■ PROBLEM DETAILS: Pull out every line of the listing below that contains the string "appliance", matching case exactly.

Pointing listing
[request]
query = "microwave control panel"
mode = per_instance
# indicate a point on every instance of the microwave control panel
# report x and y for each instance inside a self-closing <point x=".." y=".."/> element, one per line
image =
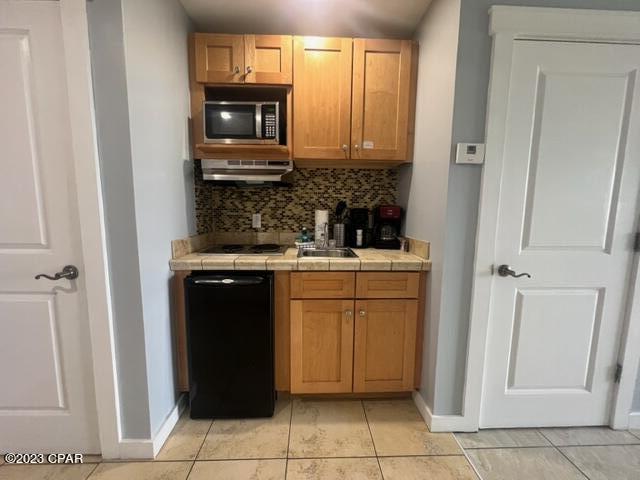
<point x="269" y="121"/>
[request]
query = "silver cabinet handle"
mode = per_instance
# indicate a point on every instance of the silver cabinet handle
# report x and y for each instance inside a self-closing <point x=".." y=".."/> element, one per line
<point x="69" y="272"/>
<point x="505" y="271"/>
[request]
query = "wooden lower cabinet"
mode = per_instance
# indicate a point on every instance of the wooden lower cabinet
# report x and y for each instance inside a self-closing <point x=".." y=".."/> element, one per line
<point x="384" y="345"/>
<point x="321" y="346"/>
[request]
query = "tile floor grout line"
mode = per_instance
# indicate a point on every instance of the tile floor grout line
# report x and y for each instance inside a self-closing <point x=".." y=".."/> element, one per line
<point x="637" y="435"/>
<point x="88" y="476"/>
<point x="286" y="463"/>
<point x="193" y="463"/>
<point x="561" y="453"/>
<point x="373" y="442"/>
<point x="572" y="462"/>
<point x="464" y="452"/>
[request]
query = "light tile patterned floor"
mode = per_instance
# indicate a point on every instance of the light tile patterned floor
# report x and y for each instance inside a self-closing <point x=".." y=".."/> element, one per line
<point x="361" y="440"/>
<point x="594" y="453"/>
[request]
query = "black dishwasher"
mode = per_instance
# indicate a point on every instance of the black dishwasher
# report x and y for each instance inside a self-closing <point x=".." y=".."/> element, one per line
<point x="230" y="344"/>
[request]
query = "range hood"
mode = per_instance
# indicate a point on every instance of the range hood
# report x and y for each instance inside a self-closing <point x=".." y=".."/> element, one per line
<point x="247" y="171"/>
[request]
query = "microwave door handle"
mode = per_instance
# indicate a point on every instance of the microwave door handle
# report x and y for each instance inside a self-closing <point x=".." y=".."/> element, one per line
<point x="259" y="120"/>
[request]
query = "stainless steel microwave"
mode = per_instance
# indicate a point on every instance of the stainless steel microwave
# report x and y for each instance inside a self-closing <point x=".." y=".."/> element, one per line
<point x="241" y="122"/>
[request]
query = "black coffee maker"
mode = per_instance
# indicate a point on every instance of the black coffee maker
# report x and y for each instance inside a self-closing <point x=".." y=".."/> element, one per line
<point x="388" y="221"/>
<point x="360" y="228"/>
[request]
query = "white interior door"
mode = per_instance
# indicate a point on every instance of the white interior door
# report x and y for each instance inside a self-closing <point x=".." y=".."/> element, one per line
<point x="47" y="400"/>
<point x="567" y="215"/>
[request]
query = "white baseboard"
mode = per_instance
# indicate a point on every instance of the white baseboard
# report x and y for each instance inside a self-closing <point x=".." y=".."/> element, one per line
<point x="144" y="448"/>
<point x="442" y="423"/>
<point x="132" y="448"/>
<point x="634" y="420"/>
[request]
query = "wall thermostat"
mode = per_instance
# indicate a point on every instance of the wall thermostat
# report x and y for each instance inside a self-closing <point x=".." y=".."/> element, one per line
<point x="470" y="153"/>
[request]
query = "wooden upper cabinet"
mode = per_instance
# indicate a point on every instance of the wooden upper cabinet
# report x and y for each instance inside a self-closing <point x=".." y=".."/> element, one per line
<point x="260" y="59"/>
<point x="385" y="345"/>
<point x="321" y="346"/>
<point x="383" y="99"/>
<point x="268" y="59"/>
<point x="322" y="97"/>
<point x="219" y="58"/>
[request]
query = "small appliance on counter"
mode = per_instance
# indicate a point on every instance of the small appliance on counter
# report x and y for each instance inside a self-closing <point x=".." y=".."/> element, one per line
<point x="230" y="337"/>
<point x="322" y="228"/>
<point x="359" y="232"/>
<point x="388" y="221"/>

■ WORKED SOLUTION:
query = "small appliance on counter"
# indicate a point on every instance of the small appliance on counter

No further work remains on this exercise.